WHAT TO WORK ON.
Write out every entry below word for word, leaving nothing out.

DATASET EXCERPTS.

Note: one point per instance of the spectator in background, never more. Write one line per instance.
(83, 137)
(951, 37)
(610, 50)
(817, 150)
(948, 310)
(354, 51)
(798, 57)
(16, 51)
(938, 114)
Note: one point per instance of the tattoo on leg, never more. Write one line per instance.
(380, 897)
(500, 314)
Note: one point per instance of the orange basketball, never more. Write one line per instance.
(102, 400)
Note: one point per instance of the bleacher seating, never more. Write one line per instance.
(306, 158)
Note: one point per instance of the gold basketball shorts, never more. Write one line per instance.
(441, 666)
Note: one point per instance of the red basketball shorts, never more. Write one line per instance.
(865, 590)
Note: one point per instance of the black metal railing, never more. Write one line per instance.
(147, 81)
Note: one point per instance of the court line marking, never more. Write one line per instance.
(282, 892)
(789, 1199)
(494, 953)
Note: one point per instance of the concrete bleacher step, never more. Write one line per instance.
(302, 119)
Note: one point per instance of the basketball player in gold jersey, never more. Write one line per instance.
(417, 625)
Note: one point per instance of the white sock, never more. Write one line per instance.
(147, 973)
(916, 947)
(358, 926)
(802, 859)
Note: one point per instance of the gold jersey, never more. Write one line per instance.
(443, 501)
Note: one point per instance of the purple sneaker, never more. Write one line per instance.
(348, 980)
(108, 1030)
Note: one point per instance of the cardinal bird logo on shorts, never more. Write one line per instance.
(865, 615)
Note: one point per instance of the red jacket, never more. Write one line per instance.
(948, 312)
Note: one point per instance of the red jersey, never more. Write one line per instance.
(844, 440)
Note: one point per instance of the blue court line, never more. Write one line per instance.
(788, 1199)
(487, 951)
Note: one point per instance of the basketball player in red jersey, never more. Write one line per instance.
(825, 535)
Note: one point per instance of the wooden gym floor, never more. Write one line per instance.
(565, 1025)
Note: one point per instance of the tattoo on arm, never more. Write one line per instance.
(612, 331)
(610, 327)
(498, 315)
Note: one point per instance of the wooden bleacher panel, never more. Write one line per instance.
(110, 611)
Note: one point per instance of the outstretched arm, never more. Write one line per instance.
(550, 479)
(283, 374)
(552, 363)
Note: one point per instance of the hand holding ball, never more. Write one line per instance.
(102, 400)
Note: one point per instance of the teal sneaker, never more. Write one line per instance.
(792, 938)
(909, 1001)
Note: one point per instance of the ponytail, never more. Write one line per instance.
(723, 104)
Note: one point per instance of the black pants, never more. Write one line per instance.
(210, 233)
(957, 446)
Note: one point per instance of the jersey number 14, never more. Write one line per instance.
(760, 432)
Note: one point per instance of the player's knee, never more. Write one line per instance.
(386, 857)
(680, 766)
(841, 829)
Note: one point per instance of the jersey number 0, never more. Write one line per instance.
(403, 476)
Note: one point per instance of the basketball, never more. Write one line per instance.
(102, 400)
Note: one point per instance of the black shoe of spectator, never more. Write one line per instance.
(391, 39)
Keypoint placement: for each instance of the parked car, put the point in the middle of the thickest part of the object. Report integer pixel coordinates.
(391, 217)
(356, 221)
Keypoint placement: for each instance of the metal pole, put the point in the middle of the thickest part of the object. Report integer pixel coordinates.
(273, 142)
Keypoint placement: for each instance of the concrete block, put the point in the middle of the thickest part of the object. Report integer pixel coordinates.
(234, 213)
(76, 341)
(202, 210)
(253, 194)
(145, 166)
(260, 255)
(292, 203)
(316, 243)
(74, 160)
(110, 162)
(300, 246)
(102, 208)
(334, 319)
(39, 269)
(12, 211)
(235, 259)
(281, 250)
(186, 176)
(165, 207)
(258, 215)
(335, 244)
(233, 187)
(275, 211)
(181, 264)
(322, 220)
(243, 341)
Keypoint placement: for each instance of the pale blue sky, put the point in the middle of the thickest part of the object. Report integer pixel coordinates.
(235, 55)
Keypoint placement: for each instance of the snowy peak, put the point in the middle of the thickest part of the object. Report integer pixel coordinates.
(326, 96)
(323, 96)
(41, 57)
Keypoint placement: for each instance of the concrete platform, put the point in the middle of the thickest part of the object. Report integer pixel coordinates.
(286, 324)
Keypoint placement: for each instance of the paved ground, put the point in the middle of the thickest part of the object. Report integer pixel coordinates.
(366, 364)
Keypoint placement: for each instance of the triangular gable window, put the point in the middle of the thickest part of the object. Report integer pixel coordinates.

EXPECTED ANSWER.
Note: one point per instance of the spectator in background, never more. Write one line per instance.
(83, 137)
(951, 37)
(610, 50)
(817, 150)
(948, 310)
(354, 51)
(798, 57)
(16, 51)
(938, 114)
Note: one point per instance of the tattoo on leg, never more. Write one line per instance.
(380, 897)
(500, 314)
Note: one point per instance of the orange basketball, never more. Write one line per instance.
(102, 400)
Note: one point per instance of the bleacher seating, never more. Write one line per instance.
(306, 158)
Note: one point per instance of the gold basketball shorts, never more. Write one line per instance.
(441, 666)
Note: one point per instance of the red basketball shorts, never more. Write one line per instance.
(865, 590)
Note: one point per instance of the black metal railing, never more. Write one line per instance.
(147, 81)
Note: one point per instance of the court line marking, never more. Write one line per instance.
(282, 892)
(789, 1199)
(494, 953)
Note: one point per instance of the concrete bleacher step, never more. Write one line per instance.
(302, 119)
Note: one point per instance of the basketball player in gold jersey, never more. Write one line per instance.
(417, 625)
Note: one point per instance of the white sock, never more. Write one line per instance.
(147, 973)
(916, 947)
(358, 926)
(802, 859)
Note: one point per instance of the gold jersey, never more. Write one line per instance.
(443, 501)
Note: one point per instance of the purple sneaker, never more. Write one line per instance.
(348, 980)
(108, 1030)
Note: one point per instance of the cardinal bird logo on shorts, never more. Write one line per instance.
(865, 615)
Note: one point per instance of the red jacket, never more. Write one line per instance.
(948, 312)
Note: one point per instance of the red jersey, never more. Write one line per instance.
(844, 440)
Note: one point per instance of the blue court line, never more. Write one line per instance.
(788, 1199)
(487, 951)
Note: one point per instance of the basketball player in red jersey, never more. Write one line per instance.
(825, 535)
Note: one point per instance of the wooden gym floor, never more. Write one line per instance.
(565, 1025)
Note: one point per instance of the tattoo on arm, never more. Write one line per instance.
(612, 331)
(610, 327)
(498, 315)
Note: one point per instance of the wooden bleacher panel, never more. Write one line per instance.
(110, 611)
Note: one point per instance of the outstretched arm, never more. Write one line per instance.
(550, 479)
(283, 374)
(552, 363)
Note: one point per instance of the hand holding ball, never more. Write one line per instance.
(102, 400)
Note: one point per instance of the teal sneaker, never more. Write one line per instance.
(792, 938)
(909, 1001)
Note: one point per instance of the ponytail, never more. Write one line per instance.
(723, 104)
Note: one point per instance of the black pants, never more. Write one line per instance.
(210, 233)
(957, 446)
Note: one point per instance of the jersey number 14, never more. Write one line per instance.
(760, 432)
Note: one point per instance of the player's knee, never more. Write one line per instance.
(386, 857)
(680, 766)
(841, 829)
Note: one point per instance of the jersey number 0, never more. Write one line per instance.
(403, 476)
Note: one point per instance of the basketball, never more. Write one line per instance.
(102, 400)
Note: one point per instance of the black shoe of spectator, never more. Write one line per instance.
(391, 39)
Keypoint placement: for each instance of the parked car, put the point in the middle of the thickest part of the object. Report integer pixel coordinates.
(391, 217)
(356, 221)
Keypoint placement: for each instance of the metal pole, put the point in the middle of the thickest part of the object. Report integer pixel coordinates.
(273, 142)
Keypoint placement: for each instance of the concrete block, put the point in the middle of the thickest part of the object. Report integer pixel coordinates.
(234, 213)
(76, 341)
(202, 210)
(253, 194)
(145, 166)
(260, 255)
(292, 203)
(316, 243)
(74, 160)
(110, 162)
(300, 246)
(102, 208)
(334, 319)
(39, 269)
(12, 211)
(235, 259)
(281, 250)
(186, 176)
(165, 207)
(258, 215)
(335, 244)
(233, 187)
(275, 211)
(181, 264)
(322, 220)
(243, 341)
Keypoint placement: for each instance of the pale blue sky, put the point in the middle of the thickest part of the object. Report integer pixel coordinates.
(235, 55)
Keypoint placement: for each instance of the snowy peak, put the point in the middle of the thickest part of the object. Report integer pixel coordinates.
(326, 96)
(323, 96)
(41, 57)
Keypoint placement: for each instance of the concrete platform, put the point in the middle of the thickest part of the object. Report integer pixel coordinates.
(286, 324)
Keypoint placement: for each instance of the paved ground, put the point in the middle of the thickest part of the object. Report integer pixel coordinates.
(366, 364)
Keypoint placement: for each instance of the triangular gable window, put the point in the middle of the thickest part of the object. Report integer pixel coordinates.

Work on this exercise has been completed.